Stored entries:
—————
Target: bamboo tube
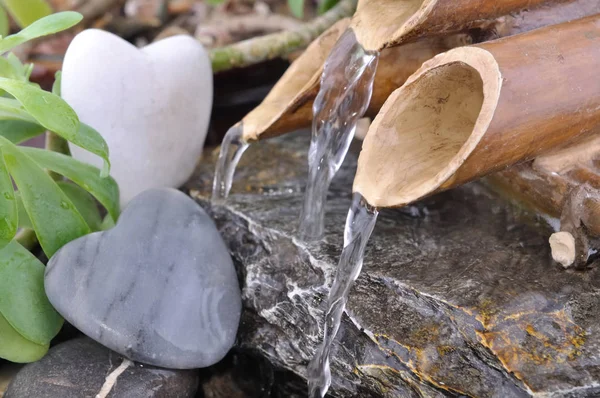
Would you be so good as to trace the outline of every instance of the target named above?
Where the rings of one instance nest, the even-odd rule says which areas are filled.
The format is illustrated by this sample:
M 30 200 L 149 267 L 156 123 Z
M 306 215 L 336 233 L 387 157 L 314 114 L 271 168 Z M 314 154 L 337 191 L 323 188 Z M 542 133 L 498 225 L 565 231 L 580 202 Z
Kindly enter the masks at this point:
M 570 0 L 549 2 L 519 13 L 480 23 L 477 31 L 423 38 L 381 52 L 368 116 L 375 116 L 387 97 L 399 88 L 423 62 L 455 47 L 506 37 L 543 26 L 600 13 L 600 2 Z M 241 122 L 245 141 L 278 136 L 312 123 L 312 104 L 319 92 L 323 64 L 335 42 L 350 25 L 338 21 L 288 68 L 265 100 Z M 475 36 L 475 37 L 474 37 Z
M 349 18 L 341 19 L 313 41 L 263 102 L 242 119 L 245 141 L 255 141 L 259 136 L 266 138 L 274 132 L 289 132 L 298 125 L 310 125 L 312 101 L 306 106 L 306 99 L 314 100 L 317 96 L 325 59 L 349 24 Z
M 354 191 L 399 207 L 600 126 L 600 15 L 440 54 L 386 101 Z
M 477 26 L 546 1 L 360 0 L 350 27 L 367 51 L 381 51 L 418 37 Z
M 281 135 L 312 123 L 312 104 L 319 92 L 323 64 L 350 19 L 338 21 L 313 42 L 275 85 L 264 101 L 242 120 L 245 141 Z M 454 47 L 470 44 L 465 34 L 427 38 L 382 53 L 375 78 L 370 114 L 426 60 Z

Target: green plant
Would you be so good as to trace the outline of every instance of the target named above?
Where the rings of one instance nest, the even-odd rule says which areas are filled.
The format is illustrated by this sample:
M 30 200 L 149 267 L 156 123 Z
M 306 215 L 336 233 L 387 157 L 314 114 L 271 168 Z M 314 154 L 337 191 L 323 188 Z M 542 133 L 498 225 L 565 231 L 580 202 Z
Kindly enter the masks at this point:
M 26 27 L 52 14 L 46 0 L 1 0 L 10 15 L 21 27 Z
M 219 4 L 223 3 L 223 1 L 225 1 L 225 0 L 205 0 L 205 1 L 210 5 L 219 5 Z M 332 9 L 333 7 L 335 7 L 335 5 L 339 2 L 340 2 L 340 0 L 319 0 L 319 5 L 317 7 L 318 14 L 319 15 L 324 14 L 325 12 L 327 12 L 330 9 Z M 290 8 L 292 15 L 294 15 L 296 18 L 304 18 L 304 0 L 287 0 L 287 3 L 288 3 L 288 7 Z
M 296 18 L 304 17 L 304 0 L 288 0 L 288 7 Z
M 340 0 L 319 0 L 317 12 L 319 15 L 329 11 Z M 296 18 L 304 18 L 304 0 L 288 0 L 288 7 Z
M 42 18 L 1 38 L 0 53 L 68 29 L 81 18 L 74 12 Z M 53 92 L 47 92 L 29 82 L 32 68 L 12 53 L 0 57 L 0 357 L 14 362 L 43 356 L 63 322 L 45 295 L 44 265 L 15 239 L 17 230 L 35 231 L 51 257 L 64 244 L 101 228 L 95 200 L 106 209 L 107 224 L 119 215 L 106 142 L 61 99 L 60 76 Z M 103 158 L 103 169 L 65 154 L 18 146 L 46 130 Z M 53 178 L 49 171 L 64 178 Z

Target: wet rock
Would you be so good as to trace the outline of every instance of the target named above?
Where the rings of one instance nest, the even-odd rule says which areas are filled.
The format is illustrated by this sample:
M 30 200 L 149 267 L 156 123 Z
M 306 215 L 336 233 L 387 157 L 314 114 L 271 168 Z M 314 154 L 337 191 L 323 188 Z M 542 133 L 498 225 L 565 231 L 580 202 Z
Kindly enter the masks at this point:
M 231 256 L 213 221 L 169 188 L 145 191 L 115 228 L 62 247 L 48 262 L 45 288 L 87 336 L 174 369 L 220 361 L 241 313 Z
M 214 155 L 188 184 L 243 280 L 240 347 L 305 377 L 322 335 L 357 152 L 332 184 L 325 238 L 295 239 L 309 134 L 251 146 L 226 205 Z M 543 221 L 471 184 L 383 210 L 333 348 L 336 397 L 598 396 L 600 274 L 551 260 Z
M 94 398 L 123 357 L 83 337 L 50 349 L 25 366 L 4 398 Z M 169 370 L 134 363 L 117 378 L 108 398 L 191 398 L 198 388 L 194 370 Z
M 275 368 L 264 357 L 239 350 L 203 371 L 201 390 L 204 398 L 306 397 L 302 378 Z

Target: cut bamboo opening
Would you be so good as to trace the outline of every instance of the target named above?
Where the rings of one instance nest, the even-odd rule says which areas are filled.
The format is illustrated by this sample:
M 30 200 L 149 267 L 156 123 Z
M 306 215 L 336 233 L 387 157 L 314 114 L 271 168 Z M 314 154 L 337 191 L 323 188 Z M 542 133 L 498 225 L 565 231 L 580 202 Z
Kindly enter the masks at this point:
M 242 120 L 245 141 L 256 141 L 309 127 L 323 65 L 350 19 L 338 21 L 292 63 L 264 101 Z M 428 59 L 436 54 L 470 44 L 466 34 L 425 38 L 384 51 L 380 57 L 367 114 L 375 115 L 390 93 L 400 87 Z
M 259 136 L 268 138 L 287 133 L 296 126 L 310 125 L 312 102 L 319 92 L 323 64 L 349 25 L 350 18 L 336 22 L 290 65 L 263 102 L 242 119 L 245 141 L 256 141 Z
M 600 15 L 440 54 L 386 101 L 354 191 L 399 207 L 600 125 Z
M 537 8 L 493 21 L 478 21 L 478 29 L 473 33 L 476 33 L 476 41 L 486 41 L 596 13 L 600 13 L 600 2 L 597 1 L 550 1 Z M 292 63 L 265 100 L 244 117 L 242 129 L 245 141 L 256 141 L 310 127 L 312 104 L 319 92 L 323 64 L 350 22 L 349 18 L 338 21 L 315 40 Z M 427 37 L 383 50 L 367 116 L 375 116 L 388 96 L 404 84 L 423 62 L 444 51 L 471 44 L 472 41 L 472 35 L 464 32 Z

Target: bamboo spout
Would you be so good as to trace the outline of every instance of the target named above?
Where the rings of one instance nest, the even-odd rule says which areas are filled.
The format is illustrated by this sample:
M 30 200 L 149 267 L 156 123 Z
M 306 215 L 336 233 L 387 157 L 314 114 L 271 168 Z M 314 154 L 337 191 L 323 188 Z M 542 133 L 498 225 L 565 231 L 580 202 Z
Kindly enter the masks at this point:
M 338 21 L 288 68 L 264 101 L 242 120 L 245 141 L 256 141 L 309 127 L 312 104 L 319 92 L 323 65 L 335 42 L 350 25 Z M 377 114 L 389 94 L 400 87 L 428 59 L 461 45 L 471 44 L 467 34 L 425 38 L 391 48 L 381 55 L 375 78 L 370 115 Z
M 323 64 L 348 25 L 350 18 L 341 19 L 323 32 L 292 63 L 263 102 L 244 117 L 242 135 L 245 141 L 310 125 L 312 102 L 319 92 Z
M 597 13 L 600 13 L 599 1 L 550 1 L 536 8 L 486 21 L 479 26 L 475 40 L 512 36 Z M 323 64 L 350 22 L 349 18 L 338 21 L 315 40 L 290 66 L 265 100 L 244 117 L 242 129 L 245 141 L 256 141 L 310 127 L 312 104 L 319 92 Z M 423 62 L 444 51 L 471 44 L 473 40 L 471 33 L 464 32 L 426 37 L 383 50 L 367 115 L 375 116 L 388 96 L 404 84 Z
M 436 56 L 373 121 L 354 191 L 403 206 L 589 133 L 598 65 L 600 15 Z
M 367 51 L 381 51 L 418 37 L 457 32 L 547 1 L 360 0 L 350 27 Z

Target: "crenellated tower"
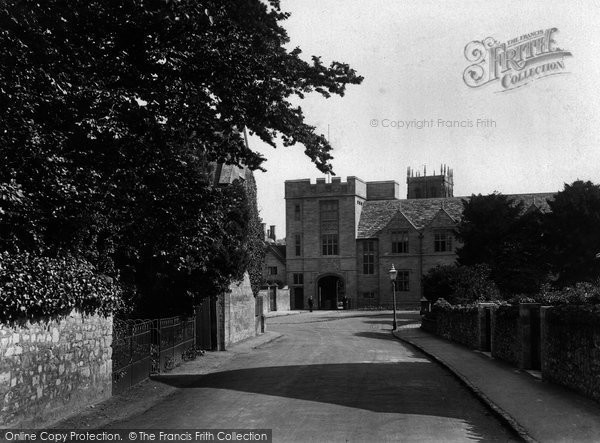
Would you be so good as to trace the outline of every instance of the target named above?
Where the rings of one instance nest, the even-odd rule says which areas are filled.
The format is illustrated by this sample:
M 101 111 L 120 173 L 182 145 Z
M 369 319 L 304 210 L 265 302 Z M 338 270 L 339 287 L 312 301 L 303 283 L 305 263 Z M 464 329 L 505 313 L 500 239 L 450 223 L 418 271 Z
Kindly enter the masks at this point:
M 454 197 L 454 170 L 442 164 L 439 174 L 434 171 L 433 175 L 427 175 L 427 166 L 424 166 L 421 175 L 421 171 L 408 167 L 406 184 L 409 199 Z

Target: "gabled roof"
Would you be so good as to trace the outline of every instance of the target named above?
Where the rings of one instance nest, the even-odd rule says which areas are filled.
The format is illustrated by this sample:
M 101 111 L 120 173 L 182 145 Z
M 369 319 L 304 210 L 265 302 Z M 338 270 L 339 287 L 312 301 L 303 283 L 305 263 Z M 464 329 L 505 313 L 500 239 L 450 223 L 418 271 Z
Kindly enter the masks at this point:
M 236 165 L 214 164 L 214 185 L 230 185 L 237 179 L 245 180 L 246 168 Z
M 507 197 L 517 202 L 523 202 L 527 210 L 535 204 L 542 212 L 550 210 L 548 199 L 554 198 L 554 193 L 513 194 Z M 435 216 L 444 210 L 457 222 L 462 218 L 463 200 L 471 197 L 423 198 L 406 200 L 367 200 L 364 202 L 357 238 L 374 238 L 384 229 L 398 213 L 402 214 L 417 228 L 422 229 L 433 221 Z
M 438 209 L 437 213 L 433 216 L 433 218 L 431 220 L 429 220 L 429 222 L 427 223 L 427 226 L 433 225 L 434 222 L 439 221 L 439 220 L 444 220 L 444 219 L 450 221 L 450 223 L 454 225 L 459 220 L 455 217 L 456 217 L 456 214 L 454 214 L 454 217 L 453 217 L 452 214 L 450 214 L 450 212 L 446 208 L 444 208 L 444 205 L 442 204 L 442 207 L 440 209 Z
M 273 243 L 268 243 L 267 244 L 267 251 L 271 252 L 273 254 L 273 256 L 279 260 L 282 264 L 285 265 L 285 245 L 283 244 L 273 244 Z

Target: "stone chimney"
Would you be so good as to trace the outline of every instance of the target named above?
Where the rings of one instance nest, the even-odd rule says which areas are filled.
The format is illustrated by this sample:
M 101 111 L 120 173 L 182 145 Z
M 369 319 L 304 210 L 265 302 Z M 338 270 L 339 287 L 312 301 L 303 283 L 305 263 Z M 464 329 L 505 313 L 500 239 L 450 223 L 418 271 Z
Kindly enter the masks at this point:
M 267 236 L 267 224 L 266 223 L 261 223 L 260 226 L 262 227 L 263 239 L 266 240 L 268 238 L 268 236 Z

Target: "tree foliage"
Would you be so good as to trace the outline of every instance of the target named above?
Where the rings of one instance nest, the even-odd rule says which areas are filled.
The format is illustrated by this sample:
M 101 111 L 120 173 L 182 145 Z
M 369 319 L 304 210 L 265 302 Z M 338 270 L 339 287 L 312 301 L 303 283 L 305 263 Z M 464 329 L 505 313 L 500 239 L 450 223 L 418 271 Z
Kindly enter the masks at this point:
M 244 143 L 246 127 L 273 146 L 278 134 L 302 143 L 327 172 L 329 143 L 288 99 L 344 95 L 362 78 L 288 51 L 288 16 L 273 0 L 9 0 L 0 92 L 18 131 L 3 142 L 48 146 L 58 168 L 74 147 L 144 143 L 257 168 L 264 159 Z
M 436 266 L 423 276 L 423 294 L 431 302 L 444 299 L 451 305 L 468 305 L 500 298 L 490 269 L 484 264 L 473 266 Z
M 290 99 L 362 80 L 288 50 L 287 17 L 274 0 L 4 2 L 0 247 L 82 257 L 157 309 L 240 278 L 257 214 L 209 165 L 260 168 L 247 128 L 330 171 Z
M 548 259 L 560 286 L 600 276 L 600 186 L 577 180 L 565 184 L 544 220 Z
M 542 242 L 543 214 L 502 194 L 463 200 L 457 237 L 462 265 L 486 264 L 506 294 L 535 293 L 548 274 Z
M 89 262 L 70 256 L 0 253 L 0 321 L 108 314 L 121 308 L 120 289 Z
M 256 297 L 263 285 L 263 265 L 266 251 L 264 248 L 264 232 L 262 220 L 258 213 L 257 189 L 253 174 L 246 176 L 246 194 L 248 196 L 248 238 L 246 251 L 248 253 L 248 274 L 252 292 Z
M 463 200 L 462 219 L 457 235 L 462 247 L 457 249 L 463 265 L 493 263 L 513 231 L 522 212 L 517 203 L 502 194 L 472 195 Z

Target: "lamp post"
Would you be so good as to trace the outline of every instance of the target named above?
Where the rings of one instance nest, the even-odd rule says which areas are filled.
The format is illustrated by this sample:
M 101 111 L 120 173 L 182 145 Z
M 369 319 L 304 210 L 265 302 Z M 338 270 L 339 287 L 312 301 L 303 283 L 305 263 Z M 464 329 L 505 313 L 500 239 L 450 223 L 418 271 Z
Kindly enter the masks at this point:
M 390 281 L 392 282 L 392 293 L 394 295 L 394 321 L 392 322 L 392 330 L 395 331 L 398 326 L 396 324 L 396 275 L 398 275 L 398 271 L 396 271 L 393 264 L 388 273 L 390 275 Z

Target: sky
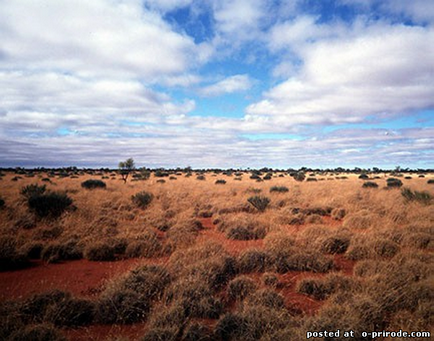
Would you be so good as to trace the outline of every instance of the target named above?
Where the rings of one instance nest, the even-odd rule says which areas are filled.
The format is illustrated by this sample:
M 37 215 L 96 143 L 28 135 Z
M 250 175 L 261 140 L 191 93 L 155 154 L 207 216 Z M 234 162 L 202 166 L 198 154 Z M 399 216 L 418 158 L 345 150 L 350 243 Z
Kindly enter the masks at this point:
—————
If a line in the entries above holds "bamboo", include it in the count; report nothing but the resulting number.

Solution: 3